Put the rows starting with the line that contains "Practice. Find the orange" and going on through the line that contains "pixel 639 359" into a two-column CSV with the columns text and answer, one CSV line per row. Enclose each field in quotation marks and replace any line breaks inside a field with spaces.

**** RECORDS SHOWN

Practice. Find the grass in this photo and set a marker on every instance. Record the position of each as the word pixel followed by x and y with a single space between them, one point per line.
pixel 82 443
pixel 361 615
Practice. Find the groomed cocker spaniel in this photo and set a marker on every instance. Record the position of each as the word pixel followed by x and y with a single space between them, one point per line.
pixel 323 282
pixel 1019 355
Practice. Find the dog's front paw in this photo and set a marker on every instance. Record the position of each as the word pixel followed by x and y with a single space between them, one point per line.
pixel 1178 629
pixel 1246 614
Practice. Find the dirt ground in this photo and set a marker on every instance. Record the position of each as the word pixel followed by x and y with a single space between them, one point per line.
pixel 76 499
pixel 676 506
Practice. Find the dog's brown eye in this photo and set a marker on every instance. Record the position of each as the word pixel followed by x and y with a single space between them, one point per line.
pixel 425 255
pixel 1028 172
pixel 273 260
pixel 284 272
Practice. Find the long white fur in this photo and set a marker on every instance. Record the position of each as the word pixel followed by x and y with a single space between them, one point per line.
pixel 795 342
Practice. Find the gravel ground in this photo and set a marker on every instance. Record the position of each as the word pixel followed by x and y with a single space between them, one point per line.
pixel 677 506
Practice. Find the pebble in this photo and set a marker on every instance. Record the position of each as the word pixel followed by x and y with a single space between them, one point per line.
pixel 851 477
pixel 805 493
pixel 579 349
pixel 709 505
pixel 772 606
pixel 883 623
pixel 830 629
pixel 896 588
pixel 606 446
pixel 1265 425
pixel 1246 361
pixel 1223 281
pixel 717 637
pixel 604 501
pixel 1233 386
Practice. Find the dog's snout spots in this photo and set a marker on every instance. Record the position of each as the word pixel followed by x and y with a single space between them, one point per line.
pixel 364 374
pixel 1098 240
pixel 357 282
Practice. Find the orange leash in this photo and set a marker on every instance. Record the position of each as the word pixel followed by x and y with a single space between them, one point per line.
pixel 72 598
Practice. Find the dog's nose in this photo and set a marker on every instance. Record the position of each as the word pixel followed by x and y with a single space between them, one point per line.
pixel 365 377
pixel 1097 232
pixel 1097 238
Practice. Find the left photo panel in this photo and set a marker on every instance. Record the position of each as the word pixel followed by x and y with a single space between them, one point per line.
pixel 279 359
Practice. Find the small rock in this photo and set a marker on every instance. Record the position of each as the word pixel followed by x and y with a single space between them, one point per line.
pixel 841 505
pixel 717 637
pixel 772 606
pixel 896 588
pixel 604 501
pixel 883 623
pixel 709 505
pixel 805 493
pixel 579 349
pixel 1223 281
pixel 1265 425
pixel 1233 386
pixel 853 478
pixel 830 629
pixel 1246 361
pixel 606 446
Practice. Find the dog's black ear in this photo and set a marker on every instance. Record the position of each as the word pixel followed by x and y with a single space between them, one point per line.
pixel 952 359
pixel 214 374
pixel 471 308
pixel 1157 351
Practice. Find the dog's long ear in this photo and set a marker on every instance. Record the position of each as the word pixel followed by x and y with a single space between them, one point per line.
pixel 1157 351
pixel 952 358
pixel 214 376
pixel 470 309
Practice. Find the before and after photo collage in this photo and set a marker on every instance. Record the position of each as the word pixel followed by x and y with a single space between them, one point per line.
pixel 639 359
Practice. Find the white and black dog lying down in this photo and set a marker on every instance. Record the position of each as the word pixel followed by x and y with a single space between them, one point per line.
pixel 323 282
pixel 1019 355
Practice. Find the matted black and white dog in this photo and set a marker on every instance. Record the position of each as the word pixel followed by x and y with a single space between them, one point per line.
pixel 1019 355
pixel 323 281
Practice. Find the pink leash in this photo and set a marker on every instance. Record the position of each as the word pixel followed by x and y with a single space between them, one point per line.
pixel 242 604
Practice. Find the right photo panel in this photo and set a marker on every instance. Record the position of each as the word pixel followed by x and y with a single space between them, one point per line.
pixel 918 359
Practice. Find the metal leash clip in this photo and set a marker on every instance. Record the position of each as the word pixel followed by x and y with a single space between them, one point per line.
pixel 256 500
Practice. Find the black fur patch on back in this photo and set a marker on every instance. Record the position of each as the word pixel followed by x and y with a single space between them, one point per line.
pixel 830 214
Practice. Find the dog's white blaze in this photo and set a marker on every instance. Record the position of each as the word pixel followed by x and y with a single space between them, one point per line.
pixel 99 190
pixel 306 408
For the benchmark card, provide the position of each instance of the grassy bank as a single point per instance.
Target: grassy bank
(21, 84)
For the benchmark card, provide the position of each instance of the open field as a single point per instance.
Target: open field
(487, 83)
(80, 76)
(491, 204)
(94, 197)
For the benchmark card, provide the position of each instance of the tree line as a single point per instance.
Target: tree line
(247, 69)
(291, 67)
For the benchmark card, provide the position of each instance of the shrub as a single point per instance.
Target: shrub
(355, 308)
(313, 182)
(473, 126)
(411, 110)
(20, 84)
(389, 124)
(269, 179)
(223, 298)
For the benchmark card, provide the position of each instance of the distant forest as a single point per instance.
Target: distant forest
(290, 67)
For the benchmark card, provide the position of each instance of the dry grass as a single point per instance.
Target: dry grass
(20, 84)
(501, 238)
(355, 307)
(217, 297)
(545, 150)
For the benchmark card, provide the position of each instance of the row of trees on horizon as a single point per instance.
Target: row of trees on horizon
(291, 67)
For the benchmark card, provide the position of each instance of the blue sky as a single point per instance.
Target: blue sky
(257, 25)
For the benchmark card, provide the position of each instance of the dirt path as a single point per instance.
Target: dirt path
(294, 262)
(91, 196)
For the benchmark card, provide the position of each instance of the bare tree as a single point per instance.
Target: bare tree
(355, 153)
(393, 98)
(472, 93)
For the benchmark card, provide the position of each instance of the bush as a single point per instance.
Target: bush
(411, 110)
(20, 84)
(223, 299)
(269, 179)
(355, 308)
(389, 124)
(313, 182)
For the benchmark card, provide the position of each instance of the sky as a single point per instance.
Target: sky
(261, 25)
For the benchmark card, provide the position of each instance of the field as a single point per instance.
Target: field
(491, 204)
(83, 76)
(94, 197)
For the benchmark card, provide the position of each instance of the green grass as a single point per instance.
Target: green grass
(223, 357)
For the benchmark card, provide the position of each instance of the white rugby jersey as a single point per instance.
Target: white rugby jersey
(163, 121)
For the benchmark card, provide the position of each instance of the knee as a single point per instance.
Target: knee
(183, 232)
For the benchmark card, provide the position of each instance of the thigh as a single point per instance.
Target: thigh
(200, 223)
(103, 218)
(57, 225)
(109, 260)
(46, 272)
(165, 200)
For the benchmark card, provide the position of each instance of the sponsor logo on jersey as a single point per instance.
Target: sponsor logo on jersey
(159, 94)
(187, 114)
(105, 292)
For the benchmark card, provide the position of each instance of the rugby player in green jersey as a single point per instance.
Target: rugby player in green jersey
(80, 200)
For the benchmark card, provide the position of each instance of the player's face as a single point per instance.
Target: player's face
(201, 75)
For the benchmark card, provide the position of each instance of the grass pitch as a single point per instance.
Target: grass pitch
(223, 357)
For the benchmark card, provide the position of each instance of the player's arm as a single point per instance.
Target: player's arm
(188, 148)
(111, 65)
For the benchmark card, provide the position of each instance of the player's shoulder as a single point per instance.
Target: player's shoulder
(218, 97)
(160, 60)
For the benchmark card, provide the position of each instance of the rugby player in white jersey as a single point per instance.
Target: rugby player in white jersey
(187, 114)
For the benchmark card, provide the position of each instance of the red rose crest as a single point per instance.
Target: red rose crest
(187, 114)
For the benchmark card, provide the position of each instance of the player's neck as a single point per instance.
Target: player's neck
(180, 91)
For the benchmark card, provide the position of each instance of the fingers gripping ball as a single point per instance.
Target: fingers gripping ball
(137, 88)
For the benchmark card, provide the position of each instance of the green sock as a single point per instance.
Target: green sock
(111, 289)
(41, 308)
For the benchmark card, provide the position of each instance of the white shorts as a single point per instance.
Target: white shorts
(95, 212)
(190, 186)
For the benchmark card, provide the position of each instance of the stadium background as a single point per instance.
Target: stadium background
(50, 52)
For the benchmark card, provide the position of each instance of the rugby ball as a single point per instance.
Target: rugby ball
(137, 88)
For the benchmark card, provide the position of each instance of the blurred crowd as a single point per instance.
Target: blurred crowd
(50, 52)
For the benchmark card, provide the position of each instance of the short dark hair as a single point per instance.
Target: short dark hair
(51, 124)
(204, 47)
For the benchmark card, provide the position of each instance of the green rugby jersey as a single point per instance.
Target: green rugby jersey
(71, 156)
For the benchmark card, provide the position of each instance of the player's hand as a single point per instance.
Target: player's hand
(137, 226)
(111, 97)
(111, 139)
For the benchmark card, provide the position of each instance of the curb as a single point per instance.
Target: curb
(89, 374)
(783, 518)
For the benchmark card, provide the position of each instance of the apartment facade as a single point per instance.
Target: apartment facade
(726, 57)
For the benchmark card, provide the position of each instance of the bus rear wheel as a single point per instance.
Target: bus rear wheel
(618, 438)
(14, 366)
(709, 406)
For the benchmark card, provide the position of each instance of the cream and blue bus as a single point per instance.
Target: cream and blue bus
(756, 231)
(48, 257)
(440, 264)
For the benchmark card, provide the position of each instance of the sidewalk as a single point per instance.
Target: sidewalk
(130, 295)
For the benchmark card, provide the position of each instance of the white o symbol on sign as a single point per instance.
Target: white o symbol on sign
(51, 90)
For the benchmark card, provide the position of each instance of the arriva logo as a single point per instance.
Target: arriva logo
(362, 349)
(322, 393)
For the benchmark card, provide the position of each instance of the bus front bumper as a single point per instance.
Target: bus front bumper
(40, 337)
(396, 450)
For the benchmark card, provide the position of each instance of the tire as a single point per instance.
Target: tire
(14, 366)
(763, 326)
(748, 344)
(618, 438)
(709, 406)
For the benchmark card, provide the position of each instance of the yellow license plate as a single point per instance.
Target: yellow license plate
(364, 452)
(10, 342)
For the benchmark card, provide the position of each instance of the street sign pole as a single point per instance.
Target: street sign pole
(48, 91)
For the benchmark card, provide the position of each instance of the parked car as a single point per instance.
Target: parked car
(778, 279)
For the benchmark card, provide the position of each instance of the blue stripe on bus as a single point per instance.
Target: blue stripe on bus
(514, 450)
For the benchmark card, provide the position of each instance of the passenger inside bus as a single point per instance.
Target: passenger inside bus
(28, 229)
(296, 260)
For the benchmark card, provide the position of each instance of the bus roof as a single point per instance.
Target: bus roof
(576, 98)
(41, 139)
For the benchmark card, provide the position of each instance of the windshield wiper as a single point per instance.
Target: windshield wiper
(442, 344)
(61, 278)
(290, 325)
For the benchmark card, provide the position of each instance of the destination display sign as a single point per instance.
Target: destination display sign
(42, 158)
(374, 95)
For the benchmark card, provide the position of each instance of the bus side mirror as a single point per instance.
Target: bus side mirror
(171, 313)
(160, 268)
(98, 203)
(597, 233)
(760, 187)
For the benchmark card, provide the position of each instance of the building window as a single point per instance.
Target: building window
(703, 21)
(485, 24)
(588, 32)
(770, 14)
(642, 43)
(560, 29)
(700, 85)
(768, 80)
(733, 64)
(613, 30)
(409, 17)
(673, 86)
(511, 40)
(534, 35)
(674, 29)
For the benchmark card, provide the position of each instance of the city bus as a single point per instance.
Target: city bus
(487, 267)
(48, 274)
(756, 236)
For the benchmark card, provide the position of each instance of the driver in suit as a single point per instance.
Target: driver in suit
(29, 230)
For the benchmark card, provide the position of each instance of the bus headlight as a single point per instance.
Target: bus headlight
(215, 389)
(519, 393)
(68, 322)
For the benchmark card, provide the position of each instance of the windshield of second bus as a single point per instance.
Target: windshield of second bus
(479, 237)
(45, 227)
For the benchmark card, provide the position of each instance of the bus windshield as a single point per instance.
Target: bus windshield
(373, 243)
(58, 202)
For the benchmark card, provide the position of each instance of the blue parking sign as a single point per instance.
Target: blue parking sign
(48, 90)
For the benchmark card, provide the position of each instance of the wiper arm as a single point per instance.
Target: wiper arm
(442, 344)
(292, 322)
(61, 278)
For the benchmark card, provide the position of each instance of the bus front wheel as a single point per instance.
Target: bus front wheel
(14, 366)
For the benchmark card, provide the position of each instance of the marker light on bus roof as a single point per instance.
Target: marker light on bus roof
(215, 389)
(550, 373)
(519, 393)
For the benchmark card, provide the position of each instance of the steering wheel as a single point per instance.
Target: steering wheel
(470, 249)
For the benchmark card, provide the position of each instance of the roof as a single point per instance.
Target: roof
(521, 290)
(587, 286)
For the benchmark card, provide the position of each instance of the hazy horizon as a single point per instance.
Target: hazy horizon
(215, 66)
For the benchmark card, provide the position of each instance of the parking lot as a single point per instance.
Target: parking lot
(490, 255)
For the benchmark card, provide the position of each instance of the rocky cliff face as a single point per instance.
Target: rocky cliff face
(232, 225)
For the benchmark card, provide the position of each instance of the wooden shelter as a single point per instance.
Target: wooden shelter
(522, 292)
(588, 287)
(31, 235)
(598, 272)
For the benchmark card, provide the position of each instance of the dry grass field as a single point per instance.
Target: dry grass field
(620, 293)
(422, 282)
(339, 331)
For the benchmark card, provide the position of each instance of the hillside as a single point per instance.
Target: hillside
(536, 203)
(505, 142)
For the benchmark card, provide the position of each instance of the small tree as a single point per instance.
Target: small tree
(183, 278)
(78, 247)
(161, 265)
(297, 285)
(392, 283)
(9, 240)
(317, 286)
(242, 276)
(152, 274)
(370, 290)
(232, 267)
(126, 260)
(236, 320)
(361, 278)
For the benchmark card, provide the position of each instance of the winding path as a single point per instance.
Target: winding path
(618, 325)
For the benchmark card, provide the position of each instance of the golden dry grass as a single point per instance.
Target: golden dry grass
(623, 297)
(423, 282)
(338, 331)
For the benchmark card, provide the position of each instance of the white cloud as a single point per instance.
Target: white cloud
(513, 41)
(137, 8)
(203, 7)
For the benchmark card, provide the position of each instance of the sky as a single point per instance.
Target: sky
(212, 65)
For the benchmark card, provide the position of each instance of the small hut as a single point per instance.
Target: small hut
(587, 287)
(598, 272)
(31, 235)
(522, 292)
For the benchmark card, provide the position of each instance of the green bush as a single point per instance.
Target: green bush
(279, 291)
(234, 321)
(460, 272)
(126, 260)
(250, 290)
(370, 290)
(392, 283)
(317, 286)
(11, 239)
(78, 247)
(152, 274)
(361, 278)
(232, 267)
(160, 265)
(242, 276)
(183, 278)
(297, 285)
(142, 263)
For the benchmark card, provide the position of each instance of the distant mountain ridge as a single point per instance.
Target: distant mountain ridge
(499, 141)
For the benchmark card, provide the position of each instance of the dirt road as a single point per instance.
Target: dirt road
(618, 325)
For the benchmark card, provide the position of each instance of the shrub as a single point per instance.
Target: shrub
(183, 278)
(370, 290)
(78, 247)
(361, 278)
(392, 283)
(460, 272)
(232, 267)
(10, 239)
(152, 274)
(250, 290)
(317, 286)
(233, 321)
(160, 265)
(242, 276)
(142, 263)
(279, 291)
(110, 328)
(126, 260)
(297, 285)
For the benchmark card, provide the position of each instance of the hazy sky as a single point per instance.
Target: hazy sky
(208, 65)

********

* TASK RESULT:
text,answer
"Practice. Find the orange leash in this photo and set a marker on every instance. Record the position of each as the word pixel followed by x and y with a single space between them, one point per line.","pixel 72 598"
"Practice. Find the dog's nose in this photo and set a marker on every instance. Record the position of each as the word pixel followed by x and y with a single space between them, one point per line.","pixel 365 377 pixel 1097 232 pixel 1097 238"
"Practice. Find the left photo panel in this photo and set a marker on every instance. Record the position of each as the word pixel followed by x and y with a single space between them, one point per line.","pixel 279 359"
"Practice. Find the small rock in this photo and set a marker on every instance. Record the position of each as the word pixel followed by x and y with a single space between them, one point per line.","pixel 841 505 pixel 717 637 pixel 772 606 pixel 896 588 pixel 604 501 pixel 883 623 pixel 709 505 pixel 805 493 pixel 579 349 pixel 1223 281 pixel 1265 425 pixel 1233 386 pixel 853 478 pixel 830 629 pixel 1246 361 pixel 606 446"
"Practice. Find the dog's black ear in this photo and set a marker on every instance. Record the position of each as the word pixel followed by x and y with a single space between them, one point per line.","pixel 952 359 pixel 214 374 pixel 471 308 pixel 1157 351"
"Practice. Find the dog's long ear in this photo and set a marker on every instance. Record the position of each as the word pixel followed by x and y with a single space between them, one point per line.","pixel 1157 351 pixel 952 358 pixel 214 376 pixel 470 309"
"Practice. Find the before and after photo collage in this photo and set a marker on every instance. Record the position of each as the word pixel followed by x and y with a single space between them, one point per line.","pixel 639 359"